BEGIN RECORDS TO USE
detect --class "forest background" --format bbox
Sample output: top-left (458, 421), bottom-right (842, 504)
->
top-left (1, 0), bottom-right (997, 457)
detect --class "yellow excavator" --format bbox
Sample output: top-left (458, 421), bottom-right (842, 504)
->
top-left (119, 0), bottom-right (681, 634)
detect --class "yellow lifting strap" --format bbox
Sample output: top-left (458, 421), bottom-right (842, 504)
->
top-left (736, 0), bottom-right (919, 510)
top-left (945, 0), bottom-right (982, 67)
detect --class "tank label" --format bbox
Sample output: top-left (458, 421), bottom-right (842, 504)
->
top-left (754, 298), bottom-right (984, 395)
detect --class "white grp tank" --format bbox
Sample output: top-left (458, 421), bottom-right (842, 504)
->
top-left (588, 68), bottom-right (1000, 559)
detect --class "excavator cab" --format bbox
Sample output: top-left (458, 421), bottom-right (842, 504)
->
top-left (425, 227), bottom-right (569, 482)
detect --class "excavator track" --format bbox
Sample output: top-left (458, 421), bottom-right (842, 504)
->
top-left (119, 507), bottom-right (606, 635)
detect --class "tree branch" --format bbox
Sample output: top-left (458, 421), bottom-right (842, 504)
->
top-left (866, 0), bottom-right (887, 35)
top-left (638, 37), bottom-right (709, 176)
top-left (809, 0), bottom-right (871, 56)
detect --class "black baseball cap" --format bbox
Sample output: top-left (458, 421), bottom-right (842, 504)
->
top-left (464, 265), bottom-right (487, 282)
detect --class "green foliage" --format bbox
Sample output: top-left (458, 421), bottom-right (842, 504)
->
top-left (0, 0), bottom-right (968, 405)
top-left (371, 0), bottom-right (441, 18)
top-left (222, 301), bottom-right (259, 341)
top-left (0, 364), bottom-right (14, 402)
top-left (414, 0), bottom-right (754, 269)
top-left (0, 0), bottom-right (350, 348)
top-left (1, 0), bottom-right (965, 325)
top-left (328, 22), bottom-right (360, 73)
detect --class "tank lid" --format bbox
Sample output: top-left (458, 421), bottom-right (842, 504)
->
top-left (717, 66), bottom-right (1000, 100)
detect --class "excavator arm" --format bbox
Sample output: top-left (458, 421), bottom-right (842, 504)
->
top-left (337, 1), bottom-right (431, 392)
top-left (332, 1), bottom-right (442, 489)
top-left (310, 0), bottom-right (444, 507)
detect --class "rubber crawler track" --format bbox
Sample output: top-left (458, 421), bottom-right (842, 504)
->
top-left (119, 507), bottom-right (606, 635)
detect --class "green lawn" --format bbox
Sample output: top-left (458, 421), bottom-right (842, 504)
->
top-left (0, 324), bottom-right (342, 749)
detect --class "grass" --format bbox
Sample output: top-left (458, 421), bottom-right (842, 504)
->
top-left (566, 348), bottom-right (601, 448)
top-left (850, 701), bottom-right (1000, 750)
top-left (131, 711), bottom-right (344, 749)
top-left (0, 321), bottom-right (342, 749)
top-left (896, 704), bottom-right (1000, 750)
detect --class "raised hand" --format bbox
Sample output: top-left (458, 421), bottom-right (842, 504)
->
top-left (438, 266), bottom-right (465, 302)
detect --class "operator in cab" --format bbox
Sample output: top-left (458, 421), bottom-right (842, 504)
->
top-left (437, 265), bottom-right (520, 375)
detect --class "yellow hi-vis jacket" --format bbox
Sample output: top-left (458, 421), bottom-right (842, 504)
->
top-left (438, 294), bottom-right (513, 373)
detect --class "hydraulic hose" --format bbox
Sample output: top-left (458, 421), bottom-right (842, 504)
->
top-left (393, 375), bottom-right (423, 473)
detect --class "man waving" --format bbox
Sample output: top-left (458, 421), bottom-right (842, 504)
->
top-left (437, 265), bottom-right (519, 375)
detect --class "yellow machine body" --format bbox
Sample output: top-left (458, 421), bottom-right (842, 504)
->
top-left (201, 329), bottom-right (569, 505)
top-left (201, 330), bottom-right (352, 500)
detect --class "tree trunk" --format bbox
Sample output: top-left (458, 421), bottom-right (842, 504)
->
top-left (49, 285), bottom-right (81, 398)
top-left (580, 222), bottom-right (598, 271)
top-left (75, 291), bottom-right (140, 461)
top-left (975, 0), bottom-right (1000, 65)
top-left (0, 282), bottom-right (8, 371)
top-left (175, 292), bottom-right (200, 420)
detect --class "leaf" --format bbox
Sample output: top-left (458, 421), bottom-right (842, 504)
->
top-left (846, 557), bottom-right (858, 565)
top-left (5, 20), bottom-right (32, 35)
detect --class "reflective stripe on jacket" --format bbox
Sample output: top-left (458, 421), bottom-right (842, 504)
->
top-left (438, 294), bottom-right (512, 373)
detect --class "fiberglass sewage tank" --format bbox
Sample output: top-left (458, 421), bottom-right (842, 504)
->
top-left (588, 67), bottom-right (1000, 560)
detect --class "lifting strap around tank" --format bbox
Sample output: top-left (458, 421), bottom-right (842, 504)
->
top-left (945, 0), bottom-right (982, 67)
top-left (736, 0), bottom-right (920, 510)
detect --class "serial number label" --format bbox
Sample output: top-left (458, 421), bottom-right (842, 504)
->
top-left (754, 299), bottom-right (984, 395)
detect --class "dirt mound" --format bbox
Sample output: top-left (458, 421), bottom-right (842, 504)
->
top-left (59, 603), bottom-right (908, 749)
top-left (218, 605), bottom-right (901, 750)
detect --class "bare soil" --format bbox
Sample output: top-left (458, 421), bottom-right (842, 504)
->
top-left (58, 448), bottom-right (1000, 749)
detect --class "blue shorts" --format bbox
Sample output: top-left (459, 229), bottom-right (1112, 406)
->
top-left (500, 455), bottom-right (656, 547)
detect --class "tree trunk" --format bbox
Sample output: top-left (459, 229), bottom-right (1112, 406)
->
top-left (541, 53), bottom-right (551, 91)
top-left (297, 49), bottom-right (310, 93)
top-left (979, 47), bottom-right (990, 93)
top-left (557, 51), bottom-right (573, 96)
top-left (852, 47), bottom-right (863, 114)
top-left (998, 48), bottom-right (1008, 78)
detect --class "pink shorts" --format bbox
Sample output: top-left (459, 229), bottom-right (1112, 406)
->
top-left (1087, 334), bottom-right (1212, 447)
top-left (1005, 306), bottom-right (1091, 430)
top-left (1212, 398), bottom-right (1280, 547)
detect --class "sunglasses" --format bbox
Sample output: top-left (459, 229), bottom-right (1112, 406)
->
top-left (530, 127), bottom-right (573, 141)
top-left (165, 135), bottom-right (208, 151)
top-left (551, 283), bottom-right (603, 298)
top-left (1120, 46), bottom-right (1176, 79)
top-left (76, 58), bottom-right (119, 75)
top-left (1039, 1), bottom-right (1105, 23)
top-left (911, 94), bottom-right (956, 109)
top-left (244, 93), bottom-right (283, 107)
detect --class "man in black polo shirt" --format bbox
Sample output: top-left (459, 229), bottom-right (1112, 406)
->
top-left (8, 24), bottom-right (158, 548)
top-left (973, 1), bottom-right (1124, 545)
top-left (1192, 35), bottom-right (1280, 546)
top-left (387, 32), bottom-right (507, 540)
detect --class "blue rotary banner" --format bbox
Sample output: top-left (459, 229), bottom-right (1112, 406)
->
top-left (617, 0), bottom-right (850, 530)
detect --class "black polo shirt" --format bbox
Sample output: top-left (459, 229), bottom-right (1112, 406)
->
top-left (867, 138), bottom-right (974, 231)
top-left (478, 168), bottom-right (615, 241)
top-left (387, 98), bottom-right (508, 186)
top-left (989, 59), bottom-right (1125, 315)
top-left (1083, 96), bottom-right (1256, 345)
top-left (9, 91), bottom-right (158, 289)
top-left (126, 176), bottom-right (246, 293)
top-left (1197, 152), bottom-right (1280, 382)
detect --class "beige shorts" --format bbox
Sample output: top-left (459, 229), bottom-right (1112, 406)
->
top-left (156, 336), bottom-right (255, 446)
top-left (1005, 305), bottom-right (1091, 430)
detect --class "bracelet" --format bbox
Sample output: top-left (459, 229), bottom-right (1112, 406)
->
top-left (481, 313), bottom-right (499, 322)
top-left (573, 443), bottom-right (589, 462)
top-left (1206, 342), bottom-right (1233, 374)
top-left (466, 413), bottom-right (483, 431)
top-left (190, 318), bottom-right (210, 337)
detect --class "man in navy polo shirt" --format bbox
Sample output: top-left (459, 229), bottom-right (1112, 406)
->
END RECORDS TO USE
▶ [WHAT IS EXPECTED] The answer must contain only the lines from the one with "in navy polo" to the end of the entries above, each written out exactly.

▶ [EXERCISE ANSWER]
detect --class "man in navy polo shirt" --format bbox
Sample output: top-left (459, 229), bottom-right (1112, 406)
->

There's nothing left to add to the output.